The data must be copied over exactly and in full.

BEGIN Data for analysis

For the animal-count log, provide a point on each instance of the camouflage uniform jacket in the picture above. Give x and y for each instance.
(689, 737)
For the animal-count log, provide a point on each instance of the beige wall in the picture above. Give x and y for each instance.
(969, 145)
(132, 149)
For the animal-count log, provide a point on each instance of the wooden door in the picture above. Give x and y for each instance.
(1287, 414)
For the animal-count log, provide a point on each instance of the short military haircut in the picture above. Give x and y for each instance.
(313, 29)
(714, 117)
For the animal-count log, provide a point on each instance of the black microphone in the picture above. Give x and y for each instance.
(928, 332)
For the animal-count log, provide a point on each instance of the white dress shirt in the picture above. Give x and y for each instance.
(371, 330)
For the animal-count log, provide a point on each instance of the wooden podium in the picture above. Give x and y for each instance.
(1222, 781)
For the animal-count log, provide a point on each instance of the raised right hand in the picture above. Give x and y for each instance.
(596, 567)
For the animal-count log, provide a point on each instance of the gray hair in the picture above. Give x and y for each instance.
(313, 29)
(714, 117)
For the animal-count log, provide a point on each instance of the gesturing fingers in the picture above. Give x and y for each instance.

END Data for analysis

Finished exercise:
For the animal-count log, provide a point on each instance of the camouflage uniform jacket in the picture above. Give x and y for each instance.
(689, 737)
For the animal-count log, provide a point on each instance of the beige wall in the picture above. Give x and y for each instance.
(969, 145)
(132, 149)
For the animal-count log, provide a point on each instance of the wooden door in the picture above. Give x and y for each instance.
(1287, 414)
For the animal-count log, provide a point on each instance of the short military haircut in the picture above. Give x and y for each instance.
(313, 29)
(714, 117)
For the animal-count log, provide a point on each instance of the black microphone in the picture above. Give x and y for each instance.
(928, 332)
For the animal-count log, provide a point on each instance of the white dress shirt in the picture above. Give x and y for each instance.
(371, 330)
For the animal-count log, provide a point on each instance of the wooden podium in the picture above. Give x and y for each instance.
(1222, 781)
For the animal-count log, provide a point on each instance of the raised right hand in the picture above. Give x and y for each instance.
(596, 567)
For the animal-count log, provide a point on each instance of the gray hair in the picture above. Give x and y for each instance.
(313, 29)
(714, 117)
For the animal-count log, provide a point on each instance of the gesturing fingers in the picture above. Give x and y for each instance.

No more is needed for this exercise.